BAB I
PENDAHULUAN
1.1 Latar
Belakang
Indonesia sebagai negara yang sedang membangun, ingin mencoba untuk dapat
membangun bangsa dan negaranya sendiri tanpa memperdulikan bantuan dari negara
lain. Tentu ini pernah dicoba. Namun ternyata Indonesia sulit untuk terus
bertahan ditengah derasnya laju globalisasi yang terus berkembang dengan cepat
tanpa mau menghiraukan bangsa yang lain yang masih membangun. Dalam kondisi
seperti ini, Indonesia akhirnya terpaksa mengikuti arus tersebut, mencoba untuk
membuka diri dengan berhubungan lebih akrab dengan bangsa lain demi menunjang
pembangunan bangsanya terutama dari sendi ekonomi nasionalnya.
Menurut Boediono (1999:22), pertumbuhan ekonomi merupakan tingkat
pertambahan dari pendapatan nasional. Dengan demikian, pertumbuhan ekonomi
merupakan sebagai proses kenaikan output per kapita dalam jangka panjang
dan merupakan ukuran keberhasilan pembangunan.

> [Data Olahan]:

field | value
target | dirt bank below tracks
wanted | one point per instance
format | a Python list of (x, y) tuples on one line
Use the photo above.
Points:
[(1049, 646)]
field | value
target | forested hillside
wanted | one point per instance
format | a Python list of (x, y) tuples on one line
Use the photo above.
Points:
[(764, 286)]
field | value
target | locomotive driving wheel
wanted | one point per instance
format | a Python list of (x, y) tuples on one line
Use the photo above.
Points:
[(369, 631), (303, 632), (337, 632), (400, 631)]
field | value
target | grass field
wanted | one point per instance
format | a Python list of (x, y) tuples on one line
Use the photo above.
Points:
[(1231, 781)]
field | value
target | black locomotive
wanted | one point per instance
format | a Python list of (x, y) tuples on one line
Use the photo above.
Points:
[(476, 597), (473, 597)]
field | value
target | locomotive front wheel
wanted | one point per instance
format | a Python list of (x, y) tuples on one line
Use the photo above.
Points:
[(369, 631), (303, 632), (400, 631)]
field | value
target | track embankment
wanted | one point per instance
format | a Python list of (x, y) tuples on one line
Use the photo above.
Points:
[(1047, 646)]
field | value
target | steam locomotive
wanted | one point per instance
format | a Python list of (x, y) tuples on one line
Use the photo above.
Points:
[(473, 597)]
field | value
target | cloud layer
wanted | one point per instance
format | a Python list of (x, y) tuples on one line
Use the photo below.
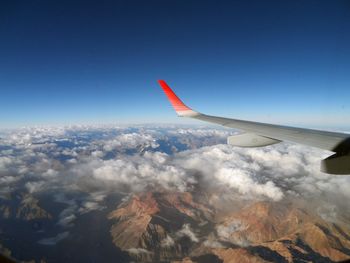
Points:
[(130, 159)]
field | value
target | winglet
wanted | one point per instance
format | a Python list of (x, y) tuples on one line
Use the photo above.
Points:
[(180, 108)]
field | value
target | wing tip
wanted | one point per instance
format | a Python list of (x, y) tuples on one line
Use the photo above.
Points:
[(180, 107)]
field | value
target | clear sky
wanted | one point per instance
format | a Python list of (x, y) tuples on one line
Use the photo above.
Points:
[(67, 62)]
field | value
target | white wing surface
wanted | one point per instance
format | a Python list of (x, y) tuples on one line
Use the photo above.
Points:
[(261, 134)]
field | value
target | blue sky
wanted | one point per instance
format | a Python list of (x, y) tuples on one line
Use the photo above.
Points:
[(72, 62)]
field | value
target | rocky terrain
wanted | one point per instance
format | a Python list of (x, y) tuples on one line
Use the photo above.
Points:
[(187, 227)]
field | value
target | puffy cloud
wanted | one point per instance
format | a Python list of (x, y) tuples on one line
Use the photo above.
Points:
[(76, 158)]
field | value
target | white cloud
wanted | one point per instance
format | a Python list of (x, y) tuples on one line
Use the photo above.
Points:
[(273, 172)]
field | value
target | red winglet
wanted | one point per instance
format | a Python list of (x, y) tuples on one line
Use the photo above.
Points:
[(178, 105)]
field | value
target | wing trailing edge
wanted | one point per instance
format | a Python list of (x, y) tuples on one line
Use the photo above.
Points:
[(262, 134)]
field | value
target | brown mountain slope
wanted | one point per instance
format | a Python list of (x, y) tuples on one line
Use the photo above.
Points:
[(163, 226)]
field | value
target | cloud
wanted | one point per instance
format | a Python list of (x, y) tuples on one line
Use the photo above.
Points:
[(77, 159)]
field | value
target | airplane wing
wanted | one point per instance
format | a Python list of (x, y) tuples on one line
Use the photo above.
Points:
[(257, 134)]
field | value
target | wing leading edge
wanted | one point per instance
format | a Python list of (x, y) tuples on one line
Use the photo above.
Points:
[(262, 134)]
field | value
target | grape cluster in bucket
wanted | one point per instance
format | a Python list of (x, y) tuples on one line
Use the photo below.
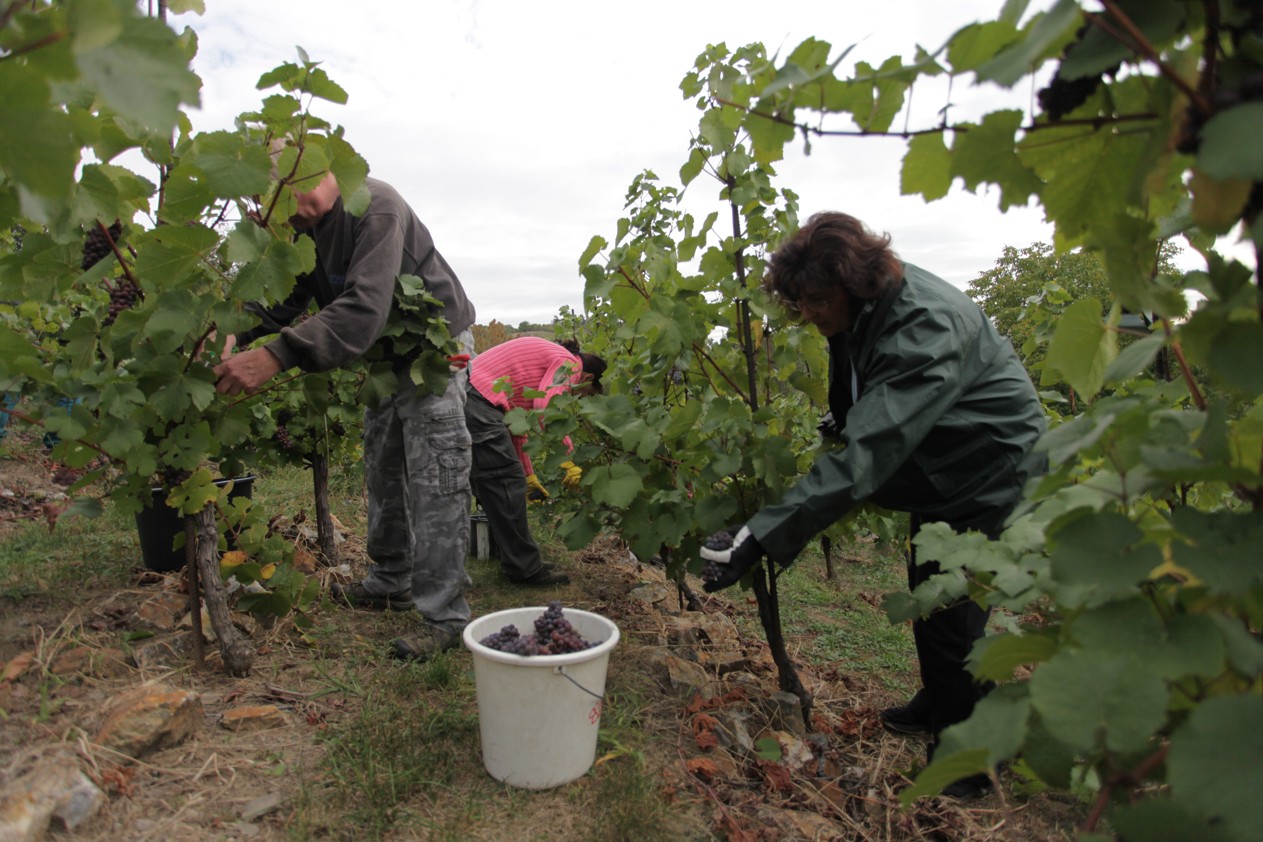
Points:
[(553, 635)]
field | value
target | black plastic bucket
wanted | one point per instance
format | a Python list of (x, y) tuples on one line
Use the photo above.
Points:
[(159, 524)]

> [Soal 1]:
Bisakah Anda meringkas paragraf teks sumber yang diawali "Indonesia sebagai negara yang sedang membangun" menjadi beberapa butir singkat yang tetap memuat fakta pokoknya?
> [Soal 2]:
Dapatkah Anda menyalin ulang baris-baris daftar, mulai dari baris pertama dan terus sampai baris yang memuat "[(764, 286)]", dengan kedua baris ujung itu ikut disalin?
Teks sumber dan daftar tidak berasal dari sumber yang sama.

> [Jawaban 1]:
- Sebagai negara yang sedang membangun, Indonesia pernah mencoba membangun bangsa dan negaranya sendiri tanpa bantuan negara lain.
- Ternyata Indonesia sulit bertahan di tengah derasnya laju globalisasi yang berkembang cepat.
- Akhirnya Indonesia terpaksa mengikuti arus itu dan membuka diri dengan menjalin hubungan lebih akrab dengan bangsa lain.
- Langkah ini ditujukan untuk menunjang pembangunan bangsa, terutama dari sendi ekonomi nasionalnya.

> [Jawaban 2]:
field | value
target | dirt bank below tracks
wanted | one point per instance
format | a Python list of (x, y) tuples on one line
Use the photo above.
Points:
[(1049, 646)]
field | value
target | forested hillside
wanted | one point per instance
format | a Python list of (x, y) tuples on one line
Use the photo above.
Points:
[(764, 286)]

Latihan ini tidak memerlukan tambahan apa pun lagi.